**EXERCISE INSTRUCTIONS:**
List every line of the records that contains the string "rose". Copy each line in full, and treat uppercase and lowercase letters as different.

**DATA ENTRIES:**
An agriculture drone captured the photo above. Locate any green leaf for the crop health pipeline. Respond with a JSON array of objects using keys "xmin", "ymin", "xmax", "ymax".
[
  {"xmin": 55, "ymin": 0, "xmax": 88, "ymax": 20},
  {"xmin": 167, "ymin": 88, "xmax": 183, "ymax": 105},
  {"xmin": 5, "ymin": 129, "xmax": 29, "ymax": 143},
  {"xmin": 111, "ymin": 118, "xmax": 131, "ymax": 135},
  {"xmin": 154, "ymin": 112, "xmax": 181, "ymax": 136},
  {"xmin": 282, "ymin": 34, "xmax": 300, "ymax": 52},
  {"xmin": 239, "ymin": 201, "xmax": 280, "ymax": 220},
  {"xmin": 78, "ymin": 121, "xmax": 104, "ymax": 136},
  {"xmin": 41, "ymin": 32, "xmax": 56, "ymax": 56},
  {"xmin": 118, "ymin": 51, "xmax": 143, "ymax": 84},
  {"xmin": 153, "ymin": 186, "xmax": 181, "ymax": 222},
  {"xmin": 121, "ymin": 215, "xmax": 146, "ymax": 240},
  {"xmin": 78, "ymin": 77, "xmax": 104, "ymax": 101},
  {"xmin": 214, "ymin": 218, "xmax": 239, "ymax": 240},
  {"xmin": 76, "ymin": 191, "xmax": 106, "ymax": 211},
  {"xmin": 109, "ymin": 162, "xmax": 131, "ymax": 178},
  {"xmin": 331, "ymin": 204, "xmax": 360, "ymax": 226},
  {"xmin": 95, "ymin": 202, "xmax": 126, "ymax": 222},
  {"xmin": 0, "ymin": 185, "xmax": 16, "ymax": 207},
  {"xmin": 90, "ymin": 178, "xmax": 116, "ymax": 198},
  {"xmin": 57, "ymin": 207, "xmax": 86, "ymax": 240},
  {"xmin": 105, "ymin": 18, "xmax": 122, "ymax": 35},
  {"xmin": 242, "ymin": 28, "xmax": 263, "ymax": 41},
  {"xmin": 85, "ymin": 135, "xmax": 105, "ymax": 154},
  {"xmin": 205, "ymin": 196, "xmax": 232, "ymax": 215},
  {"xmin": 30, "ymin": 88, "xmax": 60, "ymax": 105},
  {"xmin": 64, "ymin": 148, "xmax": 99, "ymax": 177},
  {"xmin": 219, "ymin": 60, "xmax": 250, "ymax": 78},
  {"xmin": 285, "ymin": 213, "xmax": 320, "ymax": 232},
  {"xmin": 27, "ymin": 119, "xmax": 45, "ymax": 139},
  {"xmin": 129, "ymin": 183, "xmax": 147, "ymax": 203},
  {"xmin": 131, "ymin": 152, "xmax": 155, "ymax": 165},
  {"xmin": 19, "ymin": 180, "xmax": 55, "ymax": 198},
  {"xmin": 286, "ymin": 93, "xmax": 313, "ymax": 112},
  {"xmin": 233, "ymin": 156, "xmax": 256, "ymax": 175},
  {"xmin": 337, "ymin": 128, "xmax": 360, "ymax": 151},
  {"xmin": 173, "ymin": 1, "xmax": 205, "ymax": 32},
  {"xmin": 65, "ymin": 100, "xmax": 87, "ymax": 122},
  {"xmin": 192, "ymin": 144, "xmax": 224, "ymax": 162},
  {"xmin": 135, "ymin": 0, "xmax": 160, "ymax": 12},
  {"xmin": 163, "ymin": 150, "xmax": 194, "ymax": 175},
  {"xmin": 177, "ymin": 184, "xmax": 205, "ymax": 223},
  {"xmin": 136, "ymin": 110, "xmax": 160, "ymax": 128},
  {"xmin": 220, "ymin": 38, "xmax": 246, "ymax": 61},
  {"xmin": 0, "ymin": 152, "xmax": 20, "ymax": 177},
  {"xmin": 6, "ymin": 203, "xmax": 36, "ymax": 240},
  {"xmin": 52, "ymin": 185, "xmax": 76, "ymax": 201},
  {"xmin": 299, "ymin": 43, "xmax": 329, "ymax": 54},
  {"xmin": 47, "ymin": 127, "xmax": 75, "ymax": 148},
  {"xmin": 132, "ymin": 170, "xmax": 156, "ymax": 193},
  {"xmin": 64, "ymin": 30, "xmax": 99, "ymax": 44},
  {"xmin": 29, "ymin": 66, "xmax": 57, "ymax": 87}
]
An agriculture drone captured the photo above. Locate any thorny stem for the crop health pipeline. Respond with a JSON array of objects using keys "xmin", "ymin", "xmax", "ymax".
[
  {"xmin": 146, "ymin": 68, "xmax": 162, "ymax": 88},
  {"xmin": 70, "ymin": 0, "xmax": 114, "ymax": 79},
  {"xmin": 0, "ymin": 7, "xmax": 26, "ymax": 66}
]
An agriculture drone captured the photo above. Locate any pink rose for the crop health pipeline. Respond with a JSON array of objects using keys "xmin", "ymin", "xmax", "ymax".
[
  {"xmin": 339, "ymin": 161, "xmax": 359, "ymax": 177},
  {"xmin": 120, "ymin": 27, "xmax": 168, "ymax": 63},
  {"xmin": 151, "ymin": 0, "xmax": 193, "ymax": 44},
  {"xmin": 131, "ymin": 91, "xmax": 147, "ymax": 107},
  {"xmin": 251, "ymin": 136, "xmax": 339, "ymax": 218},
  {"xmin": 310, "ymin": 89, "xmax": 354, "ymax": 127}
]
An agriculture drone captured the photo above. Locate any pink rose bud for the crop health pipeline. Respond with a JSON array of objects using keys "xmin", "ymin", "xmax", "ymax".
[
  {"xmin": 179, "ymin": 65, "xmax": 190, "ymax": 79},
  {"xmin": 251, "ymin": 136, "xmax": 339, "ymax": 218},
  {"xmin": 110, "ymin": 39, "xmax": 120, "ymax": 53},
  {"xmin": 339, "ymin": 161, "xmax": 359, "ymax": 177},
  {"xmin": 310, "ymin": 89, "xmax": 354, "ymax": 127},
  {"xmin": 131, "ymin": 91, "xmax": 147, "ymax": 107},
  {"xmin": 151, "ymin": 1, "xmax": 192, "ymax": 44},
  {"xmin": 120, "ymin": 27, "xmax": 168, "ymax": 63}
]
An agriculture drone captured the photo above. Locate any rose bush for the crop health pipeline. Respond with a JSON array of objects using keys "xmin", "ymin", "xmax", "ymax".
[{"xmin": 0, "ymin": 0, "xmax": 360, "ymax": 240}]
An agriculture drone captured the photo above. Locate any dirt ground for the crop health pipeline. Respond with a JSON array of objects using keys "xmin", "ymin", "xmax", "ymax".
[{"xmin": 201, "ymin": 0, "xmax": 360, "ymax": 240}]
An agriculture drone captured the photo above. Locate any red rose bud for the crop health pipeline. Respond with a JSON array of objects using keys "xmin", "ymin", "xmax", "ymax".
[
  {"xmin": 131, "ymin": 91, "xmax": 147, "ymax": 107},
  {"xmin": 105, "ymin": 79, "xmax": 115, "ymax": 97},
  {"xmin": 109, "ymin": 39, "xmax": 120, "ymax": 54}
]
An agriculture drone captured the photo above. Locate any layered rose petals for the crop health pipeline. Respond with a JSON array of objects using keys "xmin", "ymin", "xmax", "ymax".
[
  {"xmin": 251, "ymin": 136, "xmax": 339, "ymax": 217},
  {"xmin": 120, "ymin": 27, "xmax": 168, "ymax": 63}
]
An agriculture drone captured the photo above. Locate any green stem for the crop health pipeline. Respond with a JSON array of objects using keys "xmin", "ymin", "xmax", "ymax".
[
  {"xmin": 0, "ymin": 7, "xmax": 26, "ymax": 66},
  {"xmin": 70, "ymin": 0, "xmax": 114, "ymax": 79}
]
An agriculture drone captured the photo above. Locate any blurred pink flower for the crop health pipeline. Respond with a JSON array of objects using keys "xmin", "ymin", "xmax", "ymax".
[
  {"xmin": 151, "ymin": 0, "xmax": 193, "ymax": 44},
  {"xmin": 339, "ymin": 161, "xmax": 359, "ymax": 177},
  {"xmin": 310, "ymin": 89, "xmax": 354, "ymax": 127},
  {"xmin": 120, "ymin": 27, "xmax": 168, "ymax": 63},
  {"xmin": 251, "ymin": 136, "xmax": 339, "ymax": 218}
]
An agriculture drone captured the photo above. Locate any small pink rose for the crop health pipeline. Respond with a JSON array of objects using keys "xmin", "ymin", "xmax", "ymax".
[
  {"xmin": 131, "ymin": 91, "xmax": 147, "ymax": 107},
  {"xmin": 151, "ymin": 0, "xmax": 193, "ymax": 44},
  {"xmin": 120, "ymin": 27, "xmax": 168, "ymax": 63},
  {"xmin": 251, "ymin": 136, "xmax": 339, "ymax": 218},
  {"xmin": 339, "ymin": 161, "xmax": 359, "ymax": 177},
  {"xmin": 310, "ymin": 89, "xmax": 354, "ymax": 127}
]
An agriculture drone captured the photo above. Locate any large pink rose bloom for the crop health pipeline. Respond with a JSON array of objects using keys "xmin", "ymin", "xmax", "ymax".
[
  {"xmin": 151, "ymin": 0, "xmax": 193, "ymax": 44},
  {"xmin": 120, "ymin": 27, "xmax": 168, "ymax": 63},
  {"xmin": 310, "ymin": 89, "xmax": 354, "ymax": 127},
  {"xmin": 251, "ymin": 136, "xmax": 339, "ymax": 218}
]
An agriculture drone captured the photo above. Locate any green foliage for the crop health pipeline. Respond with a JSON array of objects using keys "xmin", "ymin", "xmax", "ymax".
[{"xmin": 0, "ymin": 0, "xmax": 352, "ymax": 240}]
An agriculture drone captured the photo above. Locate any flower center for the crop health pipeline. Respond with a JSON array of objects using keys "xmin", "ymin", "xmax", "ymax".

**SOLUTION TO THIS EXERCISE:**
An agriculture drone captured the photo above. Locate any pink rose for the crop health pipeline. Respond with a JSON array of objects using keys "xmin", "ymin", "xmax", "ymax".
An agriculture drone captured the photo above. Locate any pink rose bud for the crop health pipeline. Respond with a JSON array of objects using keys "xmin", "ymin", "xmax", "ymax".
An agriculture drone captured the photo above. Locate any rose bush for the crop health pipeline. Respond with a JSON array of objects using keys "xmin", "ymin", "xmax", "ymax".
An agriculture drone captured the photo above. Locate any red rose bud for the crop health pipeline. Respond with a JSON array of objects using keys "xmin", "ymin", "xmax", "ymax".
An agriculture drone captured the photo above. Locate any layered rose petals for the crop health pipeline. Respond with a JSON array of objects using keys "xmin", "ymin", "xmax", "ymax".
An agriculture drone captured the photo above. Locate any small pink rose for the crop health pipeline. Respond with a JSON array of objects using keys "xmin", "ymin", "xmax", "ymax".
An agriculture drone captured the photo above. Locate any large pink rose bloom for the crop health pipeline. Respond with a JSON array of objects using keys "xmin", "ymin", "xmax", "ymax".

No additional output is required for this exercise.